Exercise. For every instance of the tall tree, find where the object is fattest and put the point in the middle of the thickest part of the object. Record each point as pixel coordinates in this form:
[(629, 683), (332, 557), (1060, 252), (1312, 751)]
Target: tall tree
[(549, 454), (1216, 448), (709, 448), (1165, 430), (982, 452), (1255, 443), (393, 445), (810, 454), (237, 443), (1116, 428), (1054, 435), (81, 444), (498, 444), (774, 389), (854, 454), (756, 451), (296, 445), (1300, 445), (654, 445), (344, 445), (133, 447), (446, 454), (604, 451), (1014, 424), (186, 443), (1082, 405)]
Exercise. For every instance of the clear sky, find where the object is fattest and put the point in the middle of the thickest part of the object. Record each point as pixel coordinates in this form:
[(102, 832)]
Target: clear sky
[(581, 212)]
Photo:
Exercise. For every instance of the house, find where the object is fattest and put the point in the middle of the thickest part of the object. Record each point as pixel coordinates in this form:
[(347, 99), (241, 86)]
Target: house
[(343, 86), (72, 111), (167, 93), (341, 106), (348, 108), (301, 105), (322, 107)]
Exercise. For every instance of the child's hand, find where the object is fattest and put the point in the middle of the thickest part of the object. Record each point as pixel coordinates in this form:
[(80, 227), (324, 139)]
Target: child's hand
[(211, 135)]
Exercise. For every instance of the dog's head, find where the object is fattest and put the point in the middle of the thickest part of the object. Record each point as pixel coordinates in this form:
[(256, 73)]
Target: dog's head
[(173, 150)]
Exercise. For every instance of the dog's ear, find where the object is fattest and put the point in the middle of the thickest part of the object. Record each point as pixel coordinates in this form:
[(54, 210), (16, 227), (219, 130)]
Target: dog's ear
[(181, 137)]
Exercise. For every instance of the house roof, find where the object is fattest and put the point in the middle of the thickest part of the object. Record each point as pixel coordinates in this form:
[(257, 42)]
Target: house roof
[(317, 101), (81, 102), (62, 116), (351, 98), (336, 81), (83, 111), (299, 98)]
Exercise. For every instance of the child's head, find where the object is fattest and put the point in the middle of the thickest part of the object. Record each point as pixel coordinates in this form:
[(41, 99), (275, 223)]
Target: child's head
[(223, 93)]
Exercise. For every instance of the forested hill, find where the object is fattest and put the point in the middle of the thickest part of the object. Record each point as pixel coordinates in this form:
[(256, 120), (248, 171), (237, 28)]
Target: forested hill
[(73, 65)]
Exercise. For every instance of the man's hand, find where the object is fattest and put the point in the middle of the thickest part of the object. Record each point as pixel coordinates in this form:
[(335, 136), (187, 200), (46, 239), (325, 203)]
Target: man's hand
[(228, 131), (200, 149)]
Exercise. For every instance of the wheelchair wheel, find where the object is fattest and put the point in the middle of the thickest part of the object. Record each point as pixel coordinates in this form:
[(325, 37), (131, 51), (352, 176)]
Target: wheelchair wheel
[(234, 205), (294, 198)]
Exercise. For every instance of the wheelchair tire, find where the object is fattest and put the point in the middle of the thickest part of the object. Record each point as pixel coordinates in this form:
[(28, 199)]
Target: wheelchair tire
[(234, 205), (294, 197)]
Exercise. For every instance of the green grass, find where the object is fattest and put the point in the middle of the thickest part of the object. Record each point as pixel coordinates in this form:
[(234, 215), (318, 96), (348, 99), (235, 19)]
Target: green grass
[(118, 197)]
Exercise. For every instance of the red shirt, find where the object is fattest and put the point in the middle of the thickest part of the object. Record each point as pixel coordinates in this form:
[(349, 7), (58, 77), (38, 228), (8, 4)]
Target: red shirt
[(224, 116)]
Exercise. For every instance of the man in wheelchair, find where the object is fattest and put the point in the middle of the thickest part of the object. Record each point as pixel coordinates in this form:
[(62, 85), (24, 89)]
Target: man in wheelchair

::::::::

Please put every line of the listing above into a JSON list of strings, one string per line, leaving out any blank lines.

[
  "Exercise. For every instance of the tall tree, find where the object is fattest and put the point in the middle of the thickest part of the object. Record each point as pixel coordinates in this form:",
  "[(629, 683), (332, 557), (1060, 252), (1312, 751)]",
  "Target: tall tree",
  "[(549, 454), (1216, 448), (709, 448), (1165, 430), (982, 452), (1255, 443), (393, 445), (810, 454), (237, 443), (1116, 428), (1054, 435), (81, 444), (498, 444), (774, 389), (854, 454), (756, 451), (296, 445), (1300, 445), (654, 445), (344, 445), (133, 447), (446, 454), (604, 451), (1014, 424), (186, 443), (1082, 405)]",
  "Exercise. For every instance of the clear sky, find where the object is fattest and put the point in the middle of the thickest part of the object. Record each point as pixel coordinates in this form:",
  "[(102, 832)]",
  "Target: clear sky",
  "[(581, 212)]",
  "Photo:",
  "Exercise. For every instance of the house, find where the object is fattest and put the point in the middle of the thickest part of the object. Record each point as pixel coordinates in this form:",
  "[(347, 99), (241, 86)]",
  "Target: house",
  "[(343, 86), (72, 111), (167, 93), (341, 106), (348, 108), (301, 105), (322, 107)]",
  "Exercise. For every instance of the child's hand, find where the object is fattest and put the point in the middle of the thickest part of the object. Record each point as pixel coordinates in this form:",
  "[(80, 227), (324, 139)]",
  "Target: child's hand",
  "[(211, 135)]",
  "Exercise. For every instance of the dog's head, find where the object is fattest and put the point in the middle of the thickest part of the object. Record each point as pixel coordinates in this form:",
  "[(256, 73)]",
  "Target: dog's head",
  "[(173, 150)]",
  "Exercise. For every instance of the dog's ear, find where the object is fattest and put the point in the middle of the thickest part of the object. Record each point as pixel coordinates in this form:",
  "[(54, 210), (16, 227), (219, 130)]",
  "Target: dog's ear",
  "[(181, 137)]",
  "Exercise. For every instance of the house roof, find where the object is fattest and put the point in the middle of the thickest part of the object. Record each point as pixel coordinates in this form:",
  "[(257, 42)]",
  "Target: house roof",
  "[(317, 101), (81, 102), (62, 116), (351, 98), (336, 81), (83, 111), (299, 98)]",
  "Exercise. For every instance of the child's head, find where the object is fattest and put the point in the middle of the thickest part of the object. Record each point as pixel coordinates in this form:",
  "[(41, 99), (275, 223)]",
  "Target: child's head",
  "[(223, 93)]",
  "Exercise. For every instance of the forested hill, find where the object is fattest and put the point in the middle of the thickest part of the object. Record each point as pixel coordinates in this form:",
  "[(256, 120), (248, 171), (237, 28)]",
  "Target: forested hill",
  "[(73, 65)]",
  "Exercise. For every instance of the man's hand, find where the object is fattest and put the point in the middle of the thickest part of the object. Record each point as pixel coordinates in this form:",
  "[(335, 136), (187, 200), (46, 239), (325, 203)]",
  "Target: man's hand",
  "[(228, 131), (200, 149)]",
  "Exercise. For every instance of the wheelchair wheel, find where the object is fattest and put the point in the middle of the thickest part of the object. Record each point as pixel coordinates in this form:",
  "[(325, 37), (131, 51), (352, 176)]",
  "Target: wheelchair wheel",
  "[(234, 205), (294, 198)]",
  "Exercise. For every instance of the wheelchair tire, find where the object is fattest and put the point in the middle of the thickest part of the object. Record each point as pixel coordinates in this form:",
  "[(28, 199)]",
  "Target: wheelchair tire",
  "[(234, 205), (294, 197)]",
  "Exercise. For every instance of the green grass, find where the object is fattest and put the point in the middle of the thickest part of the object. Record each point as pixel coordinates in this form:",
  "[(234, 215), (318, 96), (348, 99), (235, 19)]",
  "Target: green grass",
  "[(118, 197)]",
  "Exercise. For every instance of the red shirt, find where the object is fattest and put the point in the middle of the thickest part of the object. Record each point as pixel coordinates in this form:",
  "[(349, 7), (58, 77), (38, 228), (8, 4)]",
  "Target: red shirt",
  "[(224, 116)]",
  "Exercise. For every instance of the man in wheelchair, find where the object is fattest and put the point in the middle of the thickest part of the object. Record each point as pixel coordinates in this form:",
  "[(62, 85), (24, 89)]",
  "Target: man in wheelchair"
]